(Beginning of MATERIAL FOR THE TASK)
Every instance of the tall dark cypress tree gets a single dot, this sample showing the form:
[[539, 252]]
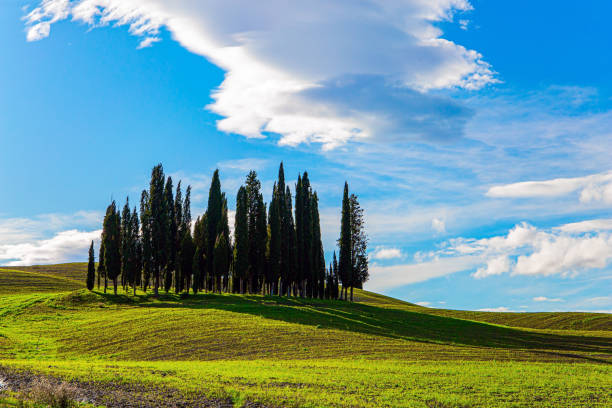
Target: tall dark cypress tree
[[111, 235], [91, 269], [336, 287], [178, 237], [307, 260], [241, 241], [345, 263], [127, 245], [159, 225], [258, 232], [359, 243], [291, 254], [171, 231], [146, 243], [299, 232], [274, 220], [213, 216], [318, 256], [136, 252], [101, 271]]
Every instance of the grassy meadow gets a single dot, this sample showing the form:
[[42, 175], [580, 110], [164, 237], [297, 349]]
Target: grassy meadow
[[244, 349]]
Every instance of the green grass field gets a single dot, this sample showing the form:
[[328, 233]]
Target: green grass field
[[277, 351]]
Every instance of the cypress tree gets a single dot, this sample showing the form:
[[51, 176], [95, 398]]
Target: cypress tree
[[213, 215], [186, 256], [274, 220], [336, 288], [127, 245], [159, 225], [200, 261], [291, 254], [359, 242], [101, 271], [178, 237], [318, 256], [111, 235], [136, 252], [299, 232], [171, 231], [241, 241], [146, 244], [258, 232], [307, 260], [91, 269], [344, 263]]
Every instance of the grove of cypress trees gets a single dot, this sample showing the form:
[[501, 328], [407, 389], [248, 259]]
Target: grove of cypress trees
[[318, 257], [274, 257], [158, 224], [213, 213], [359, 242], [145, 241], [91, 269], [345, 263], [111, 235], [171, 231], [241, 241]]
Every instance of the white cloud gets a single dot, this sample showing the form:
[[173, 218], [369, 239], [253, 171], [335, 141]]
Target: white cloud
[[525, 250], [148, 42], [322, 72], [438, 225], [545, 299], [593, 188], [495, 309], [386, 253], [65, 246]]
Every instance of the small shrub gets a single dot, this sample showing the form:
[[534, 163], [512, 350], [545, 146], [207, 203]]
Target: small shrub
[[62, 395]]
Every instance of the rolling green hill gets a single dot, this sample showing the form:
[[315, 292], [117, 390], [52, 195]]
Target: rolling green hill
[[278, 351]]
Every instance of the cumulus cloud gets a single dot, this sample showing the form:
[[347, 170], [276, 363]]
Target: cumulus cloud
[[65, 246], [545, 299], [387, 277], [438, 225], [322, 72], [495, 309], [526, 250], [592, 188], [386, 253]]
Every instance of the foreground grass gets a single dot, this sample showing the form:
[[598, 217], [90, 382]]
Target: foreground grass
[[359, 382], [313, 353]]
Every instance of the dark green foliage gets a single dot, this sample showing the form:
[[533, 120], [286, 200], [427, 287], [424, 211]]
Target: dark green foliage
[[258, 233], [344, 264], [241, 241], [213, 213], [101, 268], [91, 269], [171, 231], [159, 224], [145, 240], [185, 261], [359, 243], [274, 257], [111, 236], [318, 257]]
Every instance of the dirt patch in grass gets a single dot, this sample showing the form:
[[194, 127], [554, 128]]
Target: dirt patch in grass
[[116, 394]]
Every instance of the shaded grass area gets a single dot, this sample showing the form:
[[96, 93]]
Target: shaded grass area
[[359, 382], [33, 281], [214, 326]]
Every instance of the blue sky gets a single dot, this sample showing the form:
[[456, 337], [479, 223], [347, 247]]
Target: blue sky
[[477, 134]]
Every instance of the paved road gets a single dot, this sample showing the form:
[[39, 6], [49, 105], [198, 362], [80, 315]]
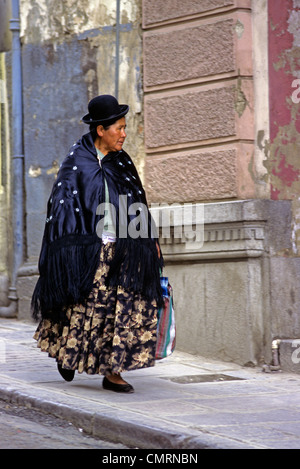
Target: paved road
[[22, 428]]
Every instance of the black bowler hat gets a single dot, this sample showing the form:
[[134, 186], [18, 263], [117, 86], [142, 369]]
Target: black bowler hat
[[103, 109]]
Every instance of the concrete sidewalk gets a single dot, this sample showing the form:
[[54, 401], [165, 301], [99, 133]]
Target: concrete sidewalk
[[184, 402]]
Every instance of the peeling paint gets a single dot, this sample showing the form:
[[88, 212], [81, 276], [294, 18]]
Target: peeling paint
[[239, 29], [240, 99], [283, 163], [34, 171]]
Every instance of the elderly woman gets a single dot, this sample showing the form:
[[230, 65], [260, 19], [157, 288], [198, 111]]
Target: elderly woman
[[98, 292]]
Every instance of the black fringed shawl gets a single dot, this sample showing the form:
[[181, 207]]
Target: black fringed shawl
[[72, 241]]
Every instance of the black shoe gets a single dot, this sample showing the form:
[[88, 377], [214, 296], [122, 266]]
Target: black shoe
[[68, 375], [109, 385]]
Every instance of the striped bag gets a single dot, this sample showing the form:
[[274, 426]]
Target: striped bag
[[166, 330]]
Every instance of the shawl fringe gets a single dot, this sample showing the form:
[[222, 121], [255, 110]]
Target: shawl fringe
[[136, 266], [67, 272]]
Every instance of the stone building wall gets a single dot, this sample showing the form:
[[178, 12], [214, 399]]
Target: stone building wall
[[207, 140]]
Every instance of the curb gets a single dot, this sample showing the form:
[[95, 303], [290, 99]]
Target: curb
[[135, 436]]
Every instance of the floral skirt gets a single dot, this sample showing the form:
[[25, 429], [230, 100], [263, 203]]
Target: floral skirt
[[114, 332]]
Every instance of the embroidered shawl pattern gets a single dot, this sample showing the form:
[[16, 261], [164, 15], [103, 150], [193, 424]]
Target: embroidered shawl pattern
[[72, 240]]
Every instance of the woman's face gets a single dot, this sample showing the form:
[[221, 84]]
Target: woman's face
[[113, 138]]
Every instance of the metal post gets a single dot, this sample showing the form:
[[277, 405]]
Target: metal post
[[17, 160], [117, 49]]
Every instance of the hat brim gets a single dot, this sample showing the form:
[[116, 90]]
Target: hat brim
[[88, 120]]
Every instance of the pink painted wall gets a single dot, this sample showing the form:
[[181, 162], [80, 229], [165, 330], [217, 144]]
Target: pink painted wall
[[284, 67]]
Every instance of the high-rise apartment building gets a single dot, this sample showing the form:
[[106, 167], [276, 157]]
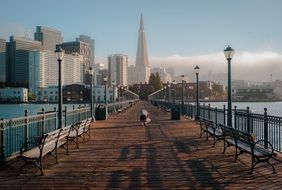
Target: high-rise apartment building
[[90, 41], [2, 60], [81, 48], [142, 62], [48, 37], [117, 67], [18, 58], [43, 70]]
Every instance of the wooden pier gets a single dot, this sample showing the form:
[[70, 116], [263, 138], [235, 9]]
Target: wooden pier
[[123, 154]]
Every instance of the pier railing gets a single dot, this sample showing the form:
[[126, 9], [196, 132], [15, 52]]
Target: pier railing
[[262, 126], [17, 131]]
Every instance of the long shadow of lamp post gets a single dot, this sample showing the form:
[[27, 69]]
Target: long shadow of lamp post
[[197, 69], [91, 72], [59, 55], [229, 52]]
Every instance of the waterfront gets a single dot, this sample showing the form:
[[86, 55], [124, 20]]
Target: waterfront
[[273, 108], [8, 111], [17, 110]]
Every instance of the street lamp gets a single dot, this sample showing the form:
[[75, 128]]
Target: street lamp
[[165, 94], [105, 98], [174, 89], [229, 52], [59, 55], [197, 69], [168, 89], [91, 72], [114, 95], [182, 93]]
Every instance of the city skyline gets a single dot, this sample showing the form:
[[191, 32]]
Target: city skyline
[[179, 34]]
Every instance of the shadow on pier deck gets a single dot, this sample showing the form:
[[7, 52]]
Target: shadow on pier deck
[[125, 155]]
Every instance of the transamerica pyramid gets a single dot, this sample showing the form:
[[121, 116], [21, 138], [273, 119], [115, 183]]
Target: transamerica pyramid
[[142, 61]]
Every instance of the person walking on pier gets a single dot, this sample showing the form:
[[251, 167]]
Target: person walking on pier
[[144, 117]]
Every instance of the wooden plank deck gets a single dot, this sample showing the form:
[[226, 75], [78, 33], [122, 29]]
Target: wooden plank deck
[[122, 154]]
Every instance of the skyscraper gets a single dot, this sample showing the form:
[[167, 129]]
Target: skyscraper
[[18, 58], [117, 66], [142, 61], [2, 60], [81, 48], [48, 37], [90, 41]]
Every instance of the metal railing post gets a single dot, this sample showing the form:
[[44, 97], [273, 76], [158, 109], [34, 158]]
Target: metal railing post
[[55, 120], [2, 157], [224, 118], [73, 114], [235, 117], [209, 111], [215, 115], [43, 122], [26, 127], [248, 120], [265, 129], [65, 116]]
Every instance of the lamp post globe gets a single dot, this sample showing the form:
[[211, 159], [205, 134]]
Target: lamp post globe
[[105, 80], [197, 71], [168, 89], [174, 89], [59, 55], [114, 98], [229, 52], [91, 72], [182, 93]]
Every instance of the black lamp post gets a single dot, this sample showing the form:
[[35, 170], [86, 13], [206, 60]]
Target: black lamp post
[[91, 72], [165, 93], [229, 52], [105, 80], [114, 98], [174, 89], [182, 93], [168, 89], [197, 69], [59, 55]]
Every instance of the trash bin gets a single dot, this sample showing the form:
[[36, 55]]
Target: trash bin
[[101, 112], [175, 113]]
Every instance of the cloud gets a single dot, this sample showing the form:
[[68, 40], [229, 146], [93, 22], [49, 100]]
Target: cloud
[[14, 29], [255, 66]]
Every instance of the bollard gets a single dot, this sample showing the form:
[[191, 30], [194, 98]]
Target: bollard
[[235, 117]]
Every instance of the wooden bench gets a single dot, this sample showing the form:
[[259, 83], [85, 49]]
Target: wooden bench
[[211, 129], [32, 152], [245, 143]]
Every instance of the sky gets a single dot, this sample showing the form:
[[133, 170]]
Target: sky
[[180, 33]]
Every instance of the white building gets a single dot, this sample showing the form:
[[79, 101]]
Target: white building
[[117, 67], [99, 94], [47, 94], [164, 75], [43, 69], [14, 94], [143, 69]]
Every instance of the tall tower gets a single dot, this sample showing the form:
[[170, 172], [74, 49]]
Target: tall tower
[[142, 61]]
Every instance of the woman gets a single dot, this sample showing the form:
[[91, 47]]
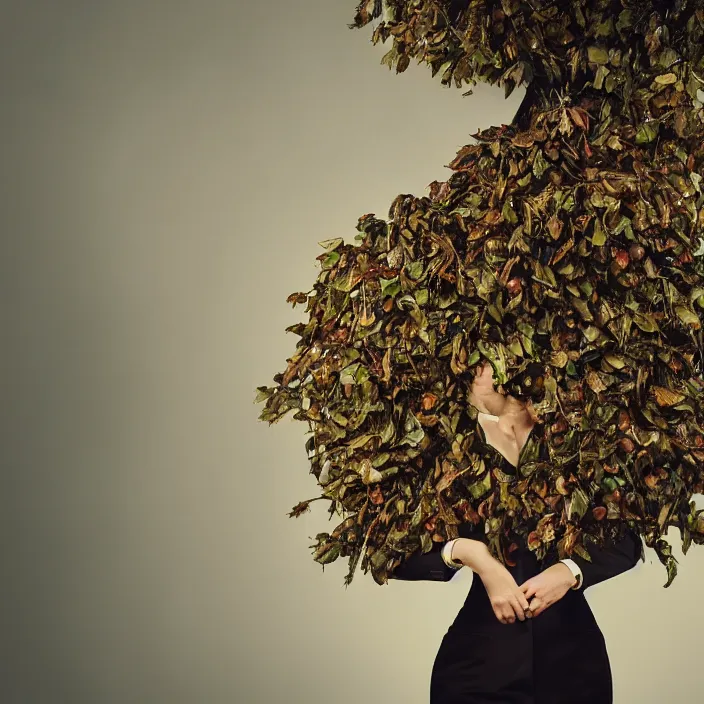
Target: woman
[[523, 636]]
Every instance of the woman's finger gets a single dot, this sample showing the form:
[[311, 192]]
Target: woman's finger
[[528, 589], [522, 600]]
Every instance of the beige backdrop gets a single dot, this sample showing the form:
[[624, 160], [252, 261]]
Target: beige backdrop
[[168, 168]]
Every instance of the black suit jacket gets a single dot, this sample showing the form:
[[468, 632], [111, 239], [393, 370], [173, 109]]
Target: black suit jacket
[[607, 562]]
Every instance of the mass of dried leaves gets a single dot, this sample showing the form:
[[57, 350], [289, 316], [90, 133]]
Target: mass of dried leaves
[[571, 238]]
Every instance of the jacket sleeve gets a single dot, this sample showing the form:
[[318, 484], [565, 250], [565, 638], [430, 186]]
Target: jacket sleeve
[[609, 561], [426, 566], [430, 565]]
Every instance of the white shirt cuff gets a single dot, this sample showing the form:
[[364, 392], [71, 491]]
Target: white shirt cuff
[[445, 552]]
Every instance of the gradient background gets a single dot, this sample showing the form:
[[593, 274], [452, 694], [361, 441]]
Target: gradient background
[[167, 171]]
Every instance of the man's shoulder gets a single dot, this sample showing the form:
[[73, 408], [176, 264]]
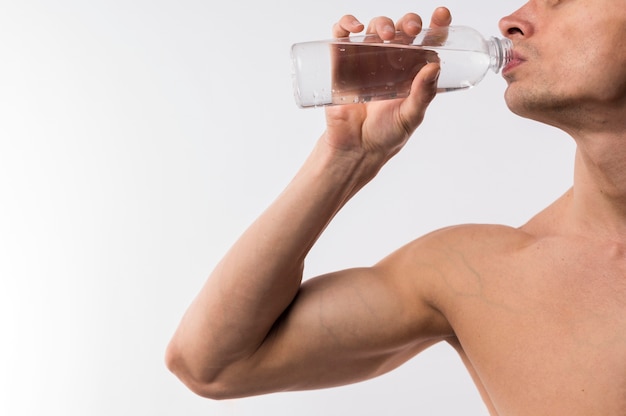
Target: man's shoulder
[[478, 237]]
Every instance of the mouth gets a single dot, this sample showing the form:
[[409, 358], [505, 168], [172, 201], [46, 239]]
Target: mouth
[[516, 60]]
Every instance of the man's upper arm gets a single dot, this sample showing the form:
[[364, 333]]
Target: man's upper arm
[[348, 326]]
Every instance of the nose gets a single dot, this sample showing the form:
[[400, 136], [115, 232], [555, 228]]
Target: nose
[[515, 25]]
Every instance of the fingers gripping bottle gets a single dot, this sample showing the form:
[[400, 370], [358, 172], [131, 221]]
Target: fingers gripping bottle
[[365, 68]]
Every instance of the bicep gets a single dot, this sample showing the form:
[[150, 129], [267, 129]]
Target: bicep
[[346, 327]]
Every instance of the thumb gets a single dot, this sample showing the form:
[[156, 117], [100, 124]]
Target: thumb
[[423, 91]]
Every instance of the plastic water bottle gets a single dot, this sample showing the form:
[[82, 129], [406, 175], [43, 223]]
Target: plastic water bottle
[[364, 68]]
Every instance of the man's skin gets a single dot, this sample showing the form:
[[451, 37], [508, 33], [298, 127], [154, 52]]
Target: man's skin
[[537, 313]]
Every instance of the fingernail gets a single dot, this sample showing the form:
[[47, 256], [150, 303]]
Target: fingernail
[[433, 77], [414, 25], [389, 29]]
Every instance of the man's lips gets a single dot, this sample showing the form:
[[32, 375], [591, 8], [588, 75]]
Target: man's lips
[[516, 60]]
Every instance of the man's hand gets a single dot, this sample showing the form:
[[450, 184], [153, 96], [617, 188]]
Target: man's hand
[[378, 130]]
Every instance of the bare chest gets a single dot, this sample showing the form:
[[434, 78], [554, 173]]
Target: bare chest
[[547, 337]]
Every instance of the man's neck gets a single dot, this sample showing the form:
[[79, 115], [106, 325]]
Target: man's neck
[[598, 198]]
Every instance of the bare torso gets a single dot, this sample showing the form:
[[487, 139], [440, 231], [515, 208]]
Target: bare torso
[[540, 320]]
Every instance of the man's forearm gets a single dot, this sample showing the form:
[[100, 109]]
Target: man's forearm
[[261, 274]]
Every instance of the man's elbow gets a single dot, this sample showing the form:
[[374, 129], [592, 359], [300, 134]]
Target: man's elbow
[[210, 387]]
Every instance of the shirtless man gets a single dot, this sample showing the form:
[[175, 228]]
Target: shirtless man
[[537, 313]]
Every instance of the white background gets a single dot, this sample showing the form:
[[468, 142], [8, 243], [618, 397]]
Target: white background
[[139, 138]]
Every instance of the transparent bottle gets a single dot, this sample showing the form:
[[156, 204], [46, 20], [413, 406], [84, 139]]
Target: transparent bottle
[[365, 68]]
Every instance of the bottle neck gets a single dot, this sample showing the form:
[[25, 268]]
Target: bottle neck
[[500, 51]]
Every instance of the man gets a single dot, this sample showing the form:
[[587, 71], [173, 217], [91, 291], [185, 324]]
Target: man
[[537, 313]]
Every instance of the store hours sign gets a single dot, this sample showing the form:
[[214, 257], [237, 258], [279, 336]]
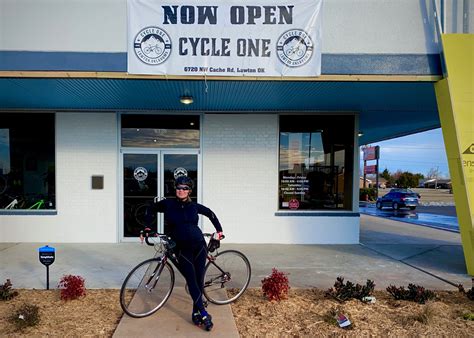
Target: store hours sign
[[225, 38]]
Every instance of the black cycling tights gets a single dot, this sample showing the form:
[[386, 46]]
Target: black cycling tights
[[192, 261]]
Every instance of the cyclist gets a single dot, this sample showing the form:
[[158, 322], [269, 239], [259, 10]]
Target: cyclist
[[181, 216]]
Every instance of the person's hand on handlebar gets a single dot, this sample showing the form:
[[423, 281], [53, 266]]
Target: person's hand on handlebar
[[219, 235]]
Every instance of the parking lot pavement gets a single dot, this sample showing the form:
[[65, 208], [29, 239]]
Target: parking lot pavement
[[434, 216]]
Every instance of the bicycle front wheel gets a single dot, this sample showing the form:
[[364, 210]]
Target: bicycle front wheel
[[147, 288], [227, 277]]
(End of MATERIAL FOR THE TASK)
WHAT THE EXERCISE ASKS
Lines from the start of the records through the one containing "[[539, 252]]" are what should be retyped, exactly and in full, both ends included.

RESULT OF THE EXERCISE
Every instance of the tall dark cypress tree gets a single dot, this sample showing the form:
[[539, 252]]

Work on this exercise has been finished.